*TASK A*
Reproduce the rows word for word, everything from the start of the rows down to the line containing "left=318, top=303, right=369, bottom=360", with both ends included. Omit the pictures from your copy.
------------------------------------
The full research report is available at: https://www.automationanywhere.com/uk/makeworkhuman
Cleary Ahern, a workplace psychologist and collaborator on the above research talked about the impact on jobs, skills and training, and the changing workplace psychology that will accompany the introduction of augmentation technologies such as AI/RPA to the workplace. Her key message was that it was not about displacement of workers, but about upskilling workers in order to effectively off-load routine tasks to augmentation technologies. The trends are clear; routine work done by humans is diminishing, AI-augmented non-routine work is increasing.
Our next speakers gave us an insight to the practical implementation and application of RPA, with case studies from National Grid (Gemma Lewis) and Severn Trent Water (Sam Thornton, Baringa Associates and David Sheldon, STW)
The RPA team at National Grid was entirely self-trained and self-resourced. Their approach to identifying suitable processes for automation was to identify the areas of the business that were struggling. Typical indicators were high staff turnover and staff sickness, potentially caused by a high proportion of routine and time-consuming tasks. They have built over 50 robots, freeing up staff from routine tasks and enabling them to focus on more interesting work. No staff have lost their jobs as a result of RPA/automation.
------------------------------------
*TASK B*
In the passage on robotic process automation, how many robots has the National Grid team built?

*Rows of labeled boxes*
------------------------------------
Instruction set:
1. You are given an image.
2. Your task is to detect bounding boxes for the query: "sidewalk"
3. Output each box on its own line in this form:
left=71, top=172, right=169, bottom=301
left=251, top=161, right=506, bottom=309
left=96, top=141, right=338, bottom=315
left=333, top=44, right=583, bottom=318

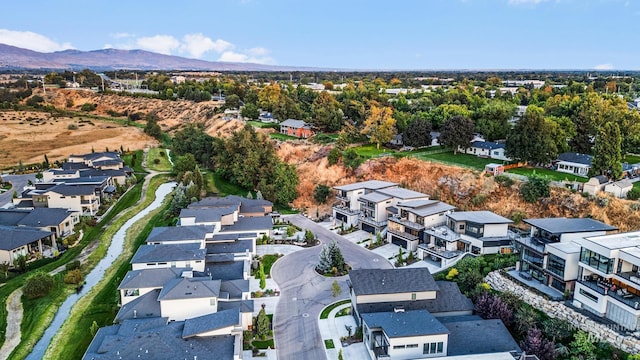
left=318, top=303, right=369, bottom=360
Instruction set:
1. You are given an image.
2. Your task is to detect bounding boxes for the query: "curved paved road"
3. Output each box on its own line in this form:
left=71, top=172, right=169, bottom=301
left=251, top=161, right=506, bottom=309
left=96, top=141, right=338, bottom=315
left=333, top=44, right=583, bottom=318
left=271, top=215, right=392, bottom=360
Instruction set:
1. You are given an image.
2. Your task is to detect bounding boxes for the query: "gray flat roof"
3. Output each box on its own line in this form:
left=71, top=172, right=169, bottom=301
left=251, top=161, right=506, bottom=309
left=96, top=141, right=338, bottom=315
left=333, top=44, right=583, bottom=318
left=523, top=217, right=618, bottom=234
left=333, top=180, right=398, bottom=191
left=131, top=243, right=207, bottom=264
left=447, top=210, right=513, bottom=224
left=349, top=268, right=439, bottom=295
left=443, top=319, right=521, bottom=356
left=361, top=310, right=449, bottom=338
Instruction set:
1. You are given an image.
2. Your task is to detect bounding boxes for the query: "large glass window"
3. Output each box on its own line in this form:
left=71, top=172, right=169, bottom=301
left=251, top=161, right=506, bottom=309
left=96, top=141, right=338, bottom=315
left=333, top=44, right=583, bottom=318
left=580, top=248, right=613, bottom=274
left=547, top=254, right=565, bottom=278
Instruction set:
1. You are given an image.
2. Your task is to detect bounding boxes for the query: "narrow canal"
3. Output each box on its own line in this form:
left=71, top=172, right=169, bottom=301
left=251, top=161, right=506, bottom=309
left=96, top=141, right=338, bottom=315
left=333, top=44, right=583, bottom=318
left=25, top=182, right=175, bottom=360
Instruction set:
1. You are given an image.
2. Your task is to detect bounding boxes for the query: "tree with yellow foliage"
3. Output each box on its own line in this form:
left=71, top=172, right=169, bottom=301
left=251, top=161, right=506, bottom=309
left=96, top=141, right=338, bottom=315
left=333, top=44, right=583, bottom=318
left=362, top=105, right=396, bottom=149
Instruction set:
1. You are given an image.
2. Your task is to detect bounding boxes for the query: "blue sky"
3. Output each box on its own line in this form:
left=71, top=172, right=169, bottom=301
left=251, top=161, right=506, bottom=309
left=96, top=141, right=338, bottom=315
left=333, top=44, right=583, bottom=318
left=0, top=0, right=640, bottom=70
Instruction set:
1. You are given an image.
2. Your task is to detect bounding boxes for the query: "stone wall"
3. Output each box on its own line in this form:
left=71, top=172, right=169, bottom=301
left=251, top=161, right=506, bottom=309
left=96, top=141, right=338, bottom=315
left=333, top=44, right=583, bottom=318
left=485, top=271, right=640, bottom=354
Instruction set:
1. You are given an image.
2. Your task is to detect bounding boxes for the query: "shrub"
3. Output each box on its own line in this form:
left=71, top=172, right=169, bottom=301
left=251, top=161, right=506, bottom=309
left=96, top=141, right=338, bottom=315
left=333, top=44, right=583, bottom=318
left=22, top=271, right=55, bottom=299
left=64, top=269, right=84, bottom=284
------------------------------------
*EXERCISE ANSWER A*
Instruction set:
1. You are given an image.
2. Your task is to detect bounding boxes for the query: "sidewalk"
3. Output each box on its own line in this form:
left=71, top=172, right=169, bottom=301
left=251, top=161, right=506, bottom=309
left=96, top=141, right=338, bottom=315
left=333, top=44, right=583, bottom=318

left=318, top=303, right=369, bottom=360

*EXERCISE ANSWER B*
Over 50 robots.